* [Work to complete] Reproduce each of the items below word for word, leaving out the pictures.

----------------------------------------

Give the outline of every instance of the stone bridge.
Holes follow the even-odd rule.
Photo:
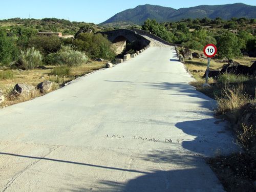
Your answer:
[[[117,54],[120,54],[125,49],[126,44],[136,45],[137,49],[140,50],[148,46],[150,41],[137,32],[127,29],[103,31],[100,32],[106,35],[108,39],[113,44]]]
[[[137,50],[140,50],[148,46],[151,41],[143,36],[148,36],[165,45],[173,46],[182,46],[180,45],[170,44],[151,32],[139,29],[121,29],[99,33],[107,36],[108,39],[113,44],[116,49],[116,53],[117,54],[122,53],[125,48],[127,43],[132,43],[134,46],[136,46],[136,49]]]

----------------------------------------

* [Result of the exercise]
Give the outline of every instance of the stone bridge.
Holes follow the even-odd rule.
Photo:
Your answer:
[[[117,54],[120,54],[125,49],[126,44],[136,45],[137,49],[140,50],[148,46],[150,41],[137,32],[127,29],[103,31],[100,32],[106,35],[108,39],[113,44]]]
[[[137,50],[140,50],[148,46],[151,41],[143,36],[148,36],[165,45],[173,46],[182,46],[180,45],[170,44],[151,32],[139,29],[121,29],[99,33],[107,36],[108,39],[113,44],[116,49],[116,53],[117,54],[122,53],[125,48],[127,43],[132,43],[134,46],[136,46],[136,49]]]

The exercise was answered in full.